**Your objective:** Reproduce every line of the items below as a Markdown table with the columns Row and Line, numbering each line and skipping blank ones. Omit the pictures.

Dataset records
....
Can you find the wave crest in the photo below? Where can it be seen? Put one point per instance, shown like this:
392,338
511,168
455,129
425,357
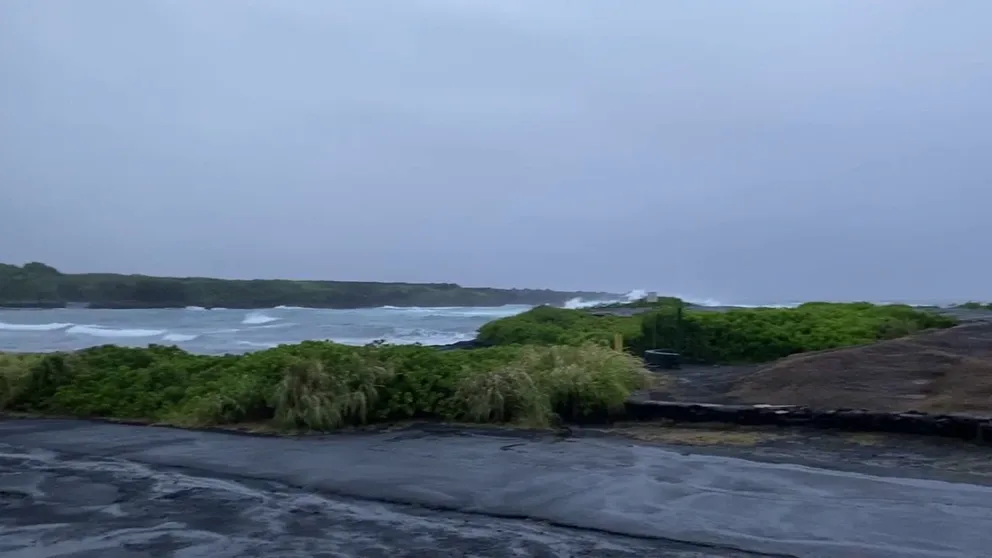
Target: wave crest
33,327
258,318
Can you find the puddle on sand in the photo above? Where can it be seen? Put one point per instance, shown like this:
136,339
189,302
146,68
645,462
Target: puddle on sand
53,505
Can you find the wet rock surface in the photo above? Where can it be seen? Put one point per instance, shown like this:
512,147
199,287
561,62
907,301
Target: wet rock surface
962,426
75,488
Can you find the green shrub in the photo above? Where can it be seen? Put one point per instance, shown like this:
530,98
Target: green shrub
739,335
323,386
765,334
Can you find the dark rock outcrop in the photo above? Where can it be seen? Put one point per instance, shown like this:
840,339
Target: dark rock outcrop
962,426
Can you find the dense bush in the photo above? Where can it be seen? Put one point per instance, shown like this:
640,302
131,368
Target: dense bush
323,385
740,335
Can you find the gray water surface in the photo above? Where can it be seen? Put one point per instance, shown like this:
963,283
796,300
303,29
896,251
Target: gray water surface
614,495
220,331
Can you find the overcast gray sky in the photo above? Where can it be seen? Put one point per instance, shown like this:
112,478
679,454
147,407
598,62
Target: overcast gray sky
746,151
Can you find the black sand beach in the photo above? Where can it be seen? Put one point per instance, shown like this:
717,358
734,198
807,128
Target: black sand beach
76,488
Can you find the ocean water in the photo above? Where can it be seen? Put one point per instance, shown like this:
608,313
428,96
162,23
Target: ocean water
220,331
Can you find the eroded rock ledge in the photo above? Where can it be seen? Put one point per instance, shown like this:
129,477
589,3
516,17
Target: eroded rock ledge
962,426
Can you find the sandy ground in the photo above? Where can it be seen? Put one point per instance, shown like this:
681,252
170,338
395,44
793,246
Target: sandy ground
76,488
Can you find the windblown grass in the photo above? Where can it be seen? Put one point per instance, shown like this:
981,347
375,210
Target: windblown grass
318,386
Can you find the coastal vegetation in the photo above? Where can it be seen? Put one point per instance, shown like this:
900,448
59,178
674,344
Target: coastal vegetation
322,386
37,285
705,336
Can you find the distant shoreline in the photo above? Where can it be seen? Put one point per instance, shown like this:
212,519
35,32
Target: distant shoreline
39,286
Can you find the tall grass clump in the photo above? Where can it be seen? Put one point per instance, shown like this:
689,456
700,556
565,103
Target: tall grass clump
323,386
325,396
544,384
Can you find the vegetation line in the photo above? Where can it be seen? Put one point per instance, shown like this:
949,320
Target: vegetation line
544,367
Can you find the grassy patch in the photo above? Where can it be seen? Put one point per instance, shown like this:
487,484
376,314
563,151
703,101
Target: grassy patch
323,386
734,336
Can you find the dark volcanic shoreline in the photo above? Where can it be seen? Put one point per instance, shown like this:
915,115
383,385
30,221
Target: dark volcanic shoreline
157,491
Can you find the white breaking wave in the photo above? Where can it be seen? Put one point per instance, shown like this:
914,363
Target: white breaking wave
459,311
410,336
102,331
258,318
178,337
32,327
578,303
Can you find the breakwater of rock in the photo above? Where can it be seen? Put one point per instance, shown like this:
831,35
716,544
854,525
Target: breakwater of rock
974,428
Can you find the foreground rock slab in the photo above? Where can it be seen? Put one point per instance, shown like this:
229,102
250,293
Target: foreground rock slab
677,504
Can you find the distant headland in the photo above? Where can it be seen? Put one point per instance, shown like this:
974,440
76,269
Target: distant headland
38,285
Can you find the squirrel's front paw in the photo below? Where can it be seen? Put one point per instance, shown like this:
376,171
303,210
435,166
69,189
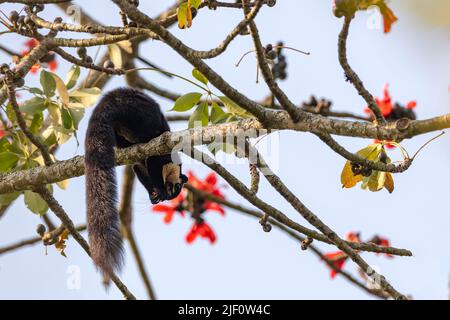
....
**Result for this exercise:**
| Row | Line |
|---|---|
| 1 | Can you find the wave crest in the photo below? Where can it be seen? Put one point per instance, shown like this: |
| 2 | 392,338 |
| 3 | 511,168 |
| 4 | 455,129 |
| 5 | 425,357 |
| 6 | Target: wave crest |
| 7 | 33,327 |
| 8 | 258,318 |
| 9 | Can you find the puddle on sand in the photo above? Where can it be seen? Put one point per instance, shown like this: |
| 10 | 136,339 |
| 11 | 189,302 |
| 12 | 146,68 |
| 13 | 645,462 |
| 14 | Target: puddle on sand |
| 15 | 53,505 |
| 16 | Can you find the wet rock surface in the photo above? Where can it be seen? Put one point per instance, shown like this: |
| 17 | 512,147 |
| 18 | 199,287 |
| 19 | 561,62 |
| 20 | 907,301 |
| 21 | Target: wet rock surface |
| 22 | 962,426 |
| 23 | 75,488 |
| 24 | Can you find the green shrub in the photo above? Where can it be seen? Put one point per instance, shown like this: |
| 25 | 530,98 |
| 26 | Target: green shrub |
| 27 | 739,335 |
| 28 | 323,386 |
| 29 | 765,334 |
| 30 | Can you find the dark rock outcrop in the photo above? Where can it be seen? Put one point per instance, shown like this: |
| 31 | 840,339 |
| 32 | Target: dark rock outcrop |
| 33 | 962,426 |
| 34 | Can you find the dense bush in the photo above? Where can it be seen? Put one point per instance, shown like this: |
| 35 | 640,302 |
| 36 | 131,368 |
| 37 | Target: dense bush |
| 38 | 323,385 |
| 39 | 740,335 |
| 40 | Can you find the gray water surface in the photo above? Where can it be seen? Put one point per instance, shown like this: |
| 41 | 963,283 |
| 42 | 796,300 |
| 43 | 303,29 |
| 44 | 896,251 |
| 45 | Target: gray water surface |
| 46 | 614,495 |
| 47 | 220,331 |
| 48 | Can you find the overcast gray sky in the photo above? Where can it be seen? Put one point per instance, shown like this: |
| 49 | 112,478 |
| 50 | 679,454 |
| 51 | 147,407 |
| 52 | 598,62 |
| 53 | Target: overcast gray sky |
| 54 | 746,151 |
| 55 | Can you find the black sand beach in the photo above? Where can it be seen? Put one point per instance, shown like this: |
| 56 | 717,358 |
| 57 | 734,198 |
| 58 | 807,128 |
| 59 | Target: black sand beach |
| 60 | 76,488 |
| 61 | Can you find the ocean water in the photo above? Where can it be seen? Put one point per instance, shown like this: |
| 62 | 608,313 |
| 63 | 428,96 |
| 64 | 162,23 |
| 65 | Target: ocean water |
| 66 | 220,331 |
| 67 | Can you find the eroded rock ledge in the photo above? Where can it be seen? Put one point per instance, shown like this: |
| 68 | 129,477 |
| 69 | 589,3 |
| 70 | 516,17 |
| 71 | Target: eroded rock ledge |
| 72 | 962,426 |
| 73 | Can you find the sandy ground in the photo above? Where can it be seen? Put one point per instance, shown like this: |
| 74 | 681,252 |
| 75 | 170,338 |
| 76 | 395,44 |
| 77 | 793,246 |
| 78 | Target: sandy ground |
| 79 | 76,488 |
| 80 | Can you find the windblown grass in the photo above? Where can it be seen? Put one point per instance, shown like this: |
| 81 | 981,347 |
| 82 | 375,210 |
| 83 | Target: windblown grass |
| 84 | 318,386 |
| 85 | Can you find the coastal vegetation in the photo above? Where can it be seen? Put one point per instance, shown like this: |
| 86 | 900,448 |
| 87 | 59,178 |
| 88 | 674,344 |
| 89 | Target: coastal vegetation |
| 90 | 322,386 |
| 91 | 37,285 |
| 92 | 705,336 |
| 93 | Can you find the distant shoreline in the photo above? Where can it be seen? Put one point per instance, shown like this: |
| 94 | 212,519 |
| 95 | 35,32 |
| 96 | Target: distant shoreline |
| 97 | 39,286 |
| 98 | Can you find the tall grass clump in the photo above? Where can it be seen? Put one point per instance, shown like this: |
| 99 | 689,456 |
| 100 | 700,556 |
| 101 | 565,103 |
| 102 | Target: tall grass clump |
| 103 | 323,386 |
| 104 | 325,396 |
| 105 | 544,384 |
| 106 | Can you find the vegetation line in the photo above? Where can it be seen? Put one point per instance, shown like this: |
| 107 | 949,320 |
| 108 | Target: vegetation line |
| 109 | 544,367 |
| 110 | Can you find the grassy patch in the photo above? Where can it be seen? Put one point per instance, shown like this: |
| 111 | 487,484 |
| 112 | 376,314 |
| 113 | 563,151 |
| 114 | 703,101 |
| 115 | Target: grassy patch |
| 116 | 323,386 |
| 117 | 734,336 |
| 118 | Can you find the dark volcanic shoreline in the photo above? Where can it be seen? Put one point per instance, shown like this: |
| 119 | 915,115 |
| 120 | 383,385 |
| 121 | 30,221 |
| 122 | Target: dark volcanic shoreline |
| 123 | 157,491 |
| 124 | Can you find the white breaking wave in the photo above? Where can it be seen? Put one point per instance, shown like this: |
| 125 | 914,363 |
| 126 | Target: white breaking wave |
| 127 | 459,311 |
| 128 | 410,336 |
| 129 | 102,331 |
| 130 | 258,318 |
| 131 | 178,337 |
| 132 | 32,327 |
| 133 | 578,303 |
| 134 | Can you find the breakwater of rock in the photo above? Where can it be seen? Put one point per instance, shown like this: |
| 135 | 831,35 |
| 136 | 716,544 |
| 137 | 854,525 |
| 138 | Target: breakwater of rock |
| 139 | 974,428 |
| 140 | Can you find the foreground rock slab in the photo above? Where can it be seen? Put one point per instance, shown like this: |
| 141 | 229,102 |
| 142 | 250,293 |
| 143 | Target: foreground rock slab |
| 144 | 677,504 |
| 145 | Can you find the distant headland in the photo above? Where can it be seen? Put one point per instance, shown like this: |
| 146 | 974,440 |
| 147 | 76,269 |
| 148 | Target: distant headland |
| 149 | 38,285 |
| 150 | Can you find the squirrel's front paw in the photo below? Where can it be seen? Put one point per instance, shown like this: |
| 151 | 376,171 |
| 152 | 303,210 |
| 153 | 435,166 |
| 154 | 69,189 |